→ Given records:
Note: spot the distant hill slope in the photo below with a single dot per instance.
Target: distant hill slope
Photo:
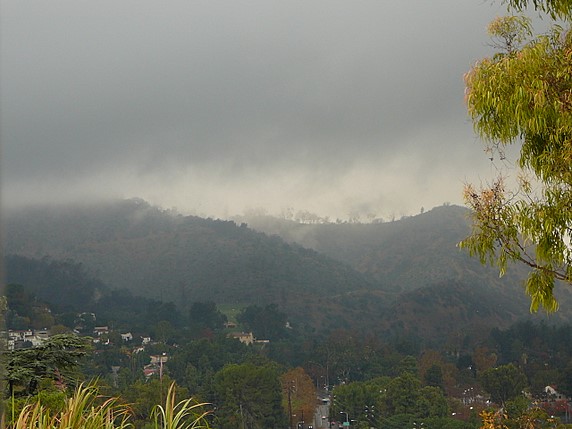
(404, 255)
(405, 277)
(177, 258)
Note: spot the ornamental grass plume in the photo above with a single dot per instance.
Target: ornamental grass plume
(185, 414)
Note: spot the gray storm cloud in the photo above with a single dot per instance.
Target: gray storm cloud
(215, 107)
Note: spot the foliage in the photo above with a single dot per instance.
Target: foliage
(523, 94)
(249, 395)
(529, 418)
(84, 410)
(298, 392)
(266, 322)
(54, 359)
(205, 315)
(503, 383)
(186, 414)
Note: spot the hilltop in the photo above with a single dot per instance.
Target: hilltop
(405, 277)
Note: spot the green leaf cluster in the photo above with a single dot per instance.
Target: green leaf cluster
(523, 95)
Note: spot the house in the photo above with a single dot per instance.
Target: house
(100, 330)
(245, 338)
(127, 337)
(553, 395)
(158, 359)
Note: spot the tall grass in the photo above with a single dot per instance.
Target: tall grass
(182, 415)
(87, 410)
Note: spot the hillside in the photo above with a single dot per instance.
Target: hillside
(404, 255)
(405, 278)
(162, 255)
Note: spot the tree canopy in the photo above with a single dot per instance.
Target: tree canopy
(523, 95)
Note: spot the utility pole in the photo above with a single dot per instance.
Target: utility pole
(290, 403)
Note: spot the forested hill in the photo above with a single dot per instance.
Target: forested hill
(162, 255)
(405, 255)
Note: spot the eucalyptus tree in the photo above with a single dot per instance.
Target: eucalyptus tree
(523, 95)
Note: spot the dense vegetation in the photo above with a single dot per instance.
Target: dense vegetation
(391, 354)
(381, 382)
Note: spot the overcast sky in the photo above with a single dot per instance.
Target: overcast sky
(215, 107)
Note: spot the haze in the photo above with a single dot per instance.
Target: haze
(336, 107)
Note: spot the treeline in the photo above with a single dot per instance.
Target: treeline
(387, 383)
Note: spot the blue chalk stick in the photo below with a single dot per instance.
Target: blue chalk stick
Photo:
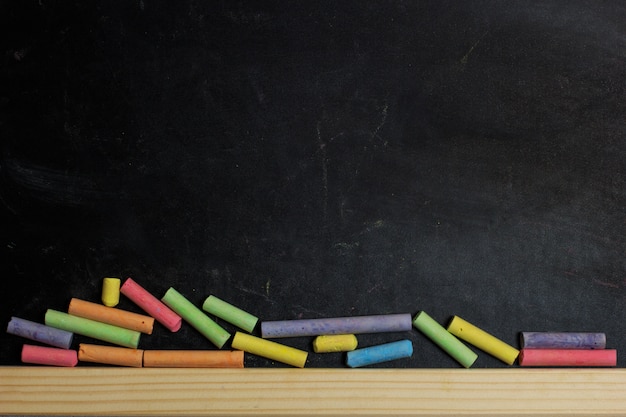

→ What is required: Copy out every line of the data above word for word, but leave out the pictures.

→ Response to this exercise:
Note: spot the distant hill slope in the photo below with a single dot per instance.
Target: distant hill slope
Photo:
(404, 255)
(405, 277)
(177, 258)
Note: spot the ornamental grass plume in the photo above with a single dot per instance.
Target: ornamental grass plume
(185, 414)
Note: spot the gray storm cloud in the photo above with a single dot per instance.
Target: gray storm cloud
(215, 107)
Note: spot the foliage in the photo above with a single dot per instance.
Target: foliage
(523, 94)
(249, 395)
(529, 418)
(84, 410)
(298, 392)
(266, 322)
(54, 359)
(205, 315)
(503, 383)
(186, 414)
Note: spot the hilltop in the photo above with a single dot per instance.
Target: hilltop
(405, 277)
Note: spot the green leaf cluster in the photo above with a single dot per instance.
Target: green leaf cluster
(523, 95)
Note: spot the house in the photo above with a single dot per instance.
Target: house
(100, 330)
(245, 338)
(127, 337)
(553, 395)
(158, 359)
Note: spot the tall grass in the photo above with a single dot per instance.
Target: tall grass
(182, 415)
(87, 410)
Note: spot the hillside in the photo above with a single dot per instance.
Target: hillside
(404, 255)
(405, 278)
(162, 255)
Note: spot the tree canopy in the photo above with a single dot per instance.
Target: tree canopy
(523, 95)
Note: spot the utility pole in the photo above with a single dot per instance.
Target: utility pole
(290, 403)
Note: spot the forested hill in the photo above with a single dot per instance.
Target: forested hill
(162, 255)
(405, 255)
Note: spot the eucalyptus tree in the photo above with a single dot per instance.
Target: eucalyptus tree
(523, 95)
Note: spot the dense vegetation in the photo above with a single dot per instance.
Target: dense vegetation
(391, 354)
(381, 382)
Note: spot the overcast sky in the photo above with a single dot per instance.
Target: overcast sky
(215, 107)
Note: spot the haze in the photo above with a single dot per instance.
Target: haze
(336, 107)
Note: spot the treeline in the photo above with a single dot per instance.
Target: treeline
(387, 383)
Note: spot the blue chalk stick in the photo below with a single dot per instance.
Target: blue chalk stick
Photo:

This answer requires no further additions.